Aim of the task:
Pick out every line in the material that contains the string "lamp", and copy each of those lines.

─── Excerpted records

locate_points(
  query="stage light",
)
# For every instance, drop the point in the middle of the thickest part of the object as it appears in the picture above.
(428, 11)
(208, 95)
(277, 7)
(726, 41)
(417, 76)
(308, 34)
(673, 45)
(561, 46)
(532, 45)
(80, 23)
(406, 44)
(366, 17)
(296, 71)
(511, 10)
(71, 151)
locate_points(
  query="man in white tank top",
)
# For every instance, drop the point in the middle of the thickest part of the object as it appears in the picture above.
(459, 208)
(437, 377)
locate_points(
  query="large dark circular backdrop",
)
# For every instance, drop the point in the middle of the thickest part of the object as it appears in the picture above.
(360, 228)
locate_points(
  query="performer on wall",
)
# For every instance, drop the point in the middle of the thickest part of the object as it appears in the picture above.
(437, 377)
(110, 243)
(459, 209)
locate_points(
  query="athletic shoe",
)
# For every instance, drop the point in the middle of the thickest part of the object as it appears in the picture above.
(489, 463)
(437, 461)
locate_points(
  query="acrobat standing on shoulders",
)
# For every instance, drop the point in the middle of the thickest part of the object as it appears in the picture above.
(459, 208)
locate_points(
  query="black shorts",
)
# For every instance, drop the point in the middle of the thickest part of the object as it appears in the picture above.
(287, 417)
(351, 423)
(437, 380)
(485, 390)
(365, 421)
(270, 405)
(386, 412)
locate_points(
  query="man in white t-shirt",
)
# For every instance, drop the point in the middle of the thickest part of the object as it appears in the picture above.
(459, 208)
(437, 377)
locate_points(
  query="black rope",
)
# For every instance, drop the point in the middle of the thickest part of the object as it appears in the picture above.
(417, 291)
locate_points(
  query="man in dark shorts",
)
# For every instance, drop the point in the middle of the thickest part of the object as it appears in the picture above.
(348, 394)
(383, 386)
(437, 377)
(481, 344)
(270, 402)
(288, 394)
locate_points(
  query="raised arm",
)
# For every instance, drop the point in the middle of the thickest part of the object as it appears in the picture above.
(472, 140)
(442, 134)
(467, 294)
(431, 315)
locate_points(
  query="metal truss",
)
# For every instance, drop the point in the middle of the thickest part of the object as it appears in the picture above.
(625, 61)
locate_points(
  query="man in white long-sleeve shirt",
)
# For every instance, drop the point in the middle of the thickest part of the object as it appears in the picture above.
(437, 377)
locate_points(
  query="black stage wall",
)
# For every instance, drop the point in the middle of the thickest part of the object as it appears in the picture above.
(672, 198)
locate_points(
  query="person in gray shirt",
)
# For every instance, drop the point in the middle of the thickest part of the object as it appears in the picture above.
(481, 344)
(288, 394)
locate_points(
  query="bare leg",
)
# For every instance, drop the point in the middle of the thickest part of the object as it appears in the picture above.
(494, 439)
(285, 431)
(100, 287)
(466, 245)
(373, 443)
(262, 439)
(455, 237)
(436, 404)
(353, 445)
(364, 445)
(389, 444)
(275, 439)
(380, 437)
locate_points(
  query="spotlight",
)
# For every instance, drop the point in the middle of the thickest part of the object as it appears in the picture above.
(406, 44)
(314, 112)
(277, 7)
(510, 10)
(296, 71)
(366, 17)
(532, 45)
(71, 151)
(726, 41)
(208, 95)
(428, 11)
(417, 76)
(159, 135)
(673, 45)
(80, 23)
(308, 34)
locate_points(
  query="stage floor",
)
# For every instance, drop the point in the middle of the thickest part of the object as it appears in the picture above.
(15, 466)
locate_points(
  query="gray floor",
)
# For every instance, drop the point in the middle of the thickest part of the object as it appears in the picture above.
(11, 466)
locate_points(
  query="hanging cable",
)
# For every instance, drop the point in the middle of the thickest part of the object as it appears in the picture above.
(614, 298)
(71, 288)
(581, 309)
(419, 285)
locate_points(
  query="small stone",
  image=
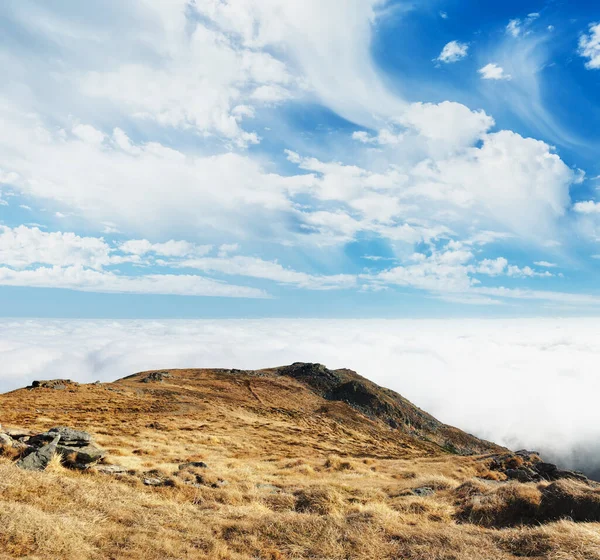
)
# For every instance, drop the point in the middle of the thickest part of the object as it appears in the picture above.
(111, 469)
(271, 488)
(156, 376)
(423, 491)
(193, 464)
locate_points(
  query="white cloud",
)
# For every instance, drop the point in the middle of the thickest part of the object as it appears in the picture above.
(89, 134)
(22, 247)
(453, 52)
(453, 125)
(533, 365)
(514, 27)
(258, 268)
(170, 248)
(587, 207)
(88, 280)
(492, 71)
(589, 47)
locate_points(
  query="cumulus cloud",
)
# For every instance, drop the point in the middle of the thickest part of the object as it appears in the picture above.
(503, 380)
(22, 247)
(492, 71)
(587, 207)
(88, 280)
(589, 47)
(453, 52)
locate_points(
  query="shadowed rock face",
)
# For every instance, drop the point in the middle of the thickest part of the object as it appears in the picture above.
(376, 402)
(38, 460)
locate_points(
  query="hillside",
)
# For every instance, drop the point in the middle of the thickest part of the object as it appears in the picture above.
(291, 462)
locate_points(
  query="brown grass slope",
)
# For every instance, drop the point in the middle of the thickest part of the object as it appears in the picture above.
(302, 462)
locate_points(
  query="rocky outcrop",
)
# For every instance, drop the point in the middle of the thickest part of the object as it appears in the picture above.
(527, 466)
(38, 459)
(76, 447)
(379, 403)
(156, 377)
(56, 384)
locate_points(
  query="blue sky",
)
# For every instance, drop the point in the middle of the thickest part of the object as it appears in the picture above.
(257, 158)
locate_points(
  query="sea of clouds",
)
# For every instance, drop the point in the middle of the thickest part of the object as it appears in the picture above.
(527, 383)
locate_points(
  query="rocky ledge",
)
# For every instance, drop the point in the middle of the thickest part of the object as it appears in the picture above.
(34, 452)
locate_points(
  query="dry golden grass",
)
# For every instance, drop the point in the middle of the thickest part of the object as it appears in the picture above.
(301, 483)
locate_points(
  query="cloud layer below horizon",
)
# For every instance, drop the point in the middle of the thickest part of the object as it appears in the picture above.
(521, 383)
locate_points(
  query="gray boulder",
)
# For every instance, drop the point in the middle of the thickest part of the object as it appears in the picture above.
(80, 455)
(423, 491)
(68, 437)
(111, 469)
(5, 440)
(38, 460)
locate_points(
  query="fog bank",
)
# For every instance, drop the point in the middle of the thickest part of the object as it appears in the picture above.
(531, 383)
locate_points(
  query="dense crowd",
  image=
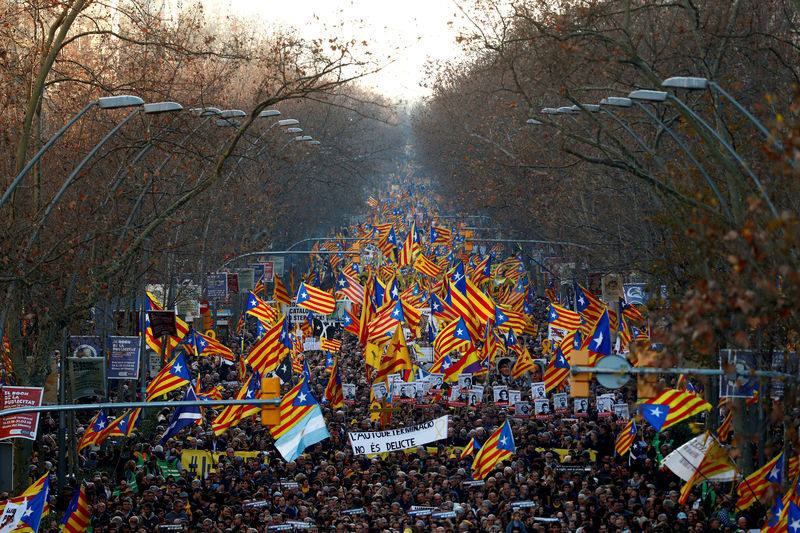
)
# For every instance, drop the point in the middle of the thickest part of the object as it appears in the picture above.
(564, 477)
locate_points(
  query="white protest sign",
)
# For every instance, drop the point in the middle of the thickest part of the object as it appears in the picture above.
(684, 461)
(369, 442)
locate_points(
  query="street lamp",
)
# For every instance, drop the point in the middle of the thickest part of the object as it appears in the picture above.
(106, 102)
(654, 96)
(155, 108)
(626, 102)
(694, 84)
(661, 96)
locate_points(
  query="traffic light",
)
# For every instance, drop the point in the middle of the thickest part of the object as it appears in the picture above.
(270, 414)
(647, 386)
(579, 386)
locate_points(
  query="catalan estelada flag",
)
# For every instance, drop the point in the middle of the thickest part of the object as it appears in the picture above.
(260, 309)
(95, 432)
(125, 424)
(470, 449)
(754, 486)
(290, 413)
(76, 518)
(270, 350)
(454, 336)
(172, 376)
(498, 447)
(25, 512)
(625, 438)
(561, 317)
(279, 293)
(233, 414)
(725, 427)
(557, 371)
(330, 345)
(314, 299)
(524, 364)
(671, 407)
(333, 392)
(715, 461)
(427, 267)
(396, 358)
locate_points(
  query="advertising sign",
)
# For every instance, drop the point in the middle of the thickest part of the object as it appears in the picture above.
(86, 376)
(123, 361)
(83, 346)
(233, 283)
(24, 425)
(370, 442)
(217, 286)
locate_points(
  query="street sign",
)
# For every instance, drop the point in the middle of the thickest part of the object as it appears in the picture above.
(269, 271)
(22, 425)
(86, 377)
(217, 286)
(123, 361)
(277, 264)
(233, 283)
(616, 380)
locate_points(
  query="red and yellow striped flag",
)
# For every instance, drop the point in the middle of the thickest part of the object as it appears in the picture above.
(289, 413)
(76, 518)
(725, 428)
(396, 357)
(427, 267)
(524, 363)
(333, 392)
(754, 486)
(279, 293)
(715, 461)
(625, 438)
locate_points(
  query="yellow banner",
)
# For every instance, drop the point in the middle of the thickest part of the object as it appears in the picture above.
(200, 462)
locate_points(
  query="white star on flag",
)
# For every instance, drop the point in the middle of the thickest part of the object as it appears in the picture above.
(599, 339)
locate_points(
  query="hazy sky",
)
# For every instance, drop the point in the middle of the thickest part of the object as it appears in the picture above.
(410, 31)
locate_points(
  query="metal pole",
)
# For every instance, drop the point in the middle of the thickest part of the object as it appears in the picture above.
(62, 416)
(135, 405)
(285, 252)
(534, 241)
(691, 156)
(680, 370)
(730, 149)
(638, 139)
(73, 175)
(753, 119)
(41, 152)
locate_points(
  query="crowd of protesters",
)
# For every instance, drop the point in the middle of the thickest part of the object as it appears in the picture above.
(564, 476)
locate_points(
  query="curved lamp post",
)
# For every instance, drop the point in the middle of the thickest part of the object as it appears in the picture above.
(106, 102)
(661, 96)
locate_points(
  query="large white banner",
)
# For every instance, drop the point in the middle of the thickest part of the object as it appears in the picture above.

──────

Response:
  query="street lamp",
  query="curved lamp post",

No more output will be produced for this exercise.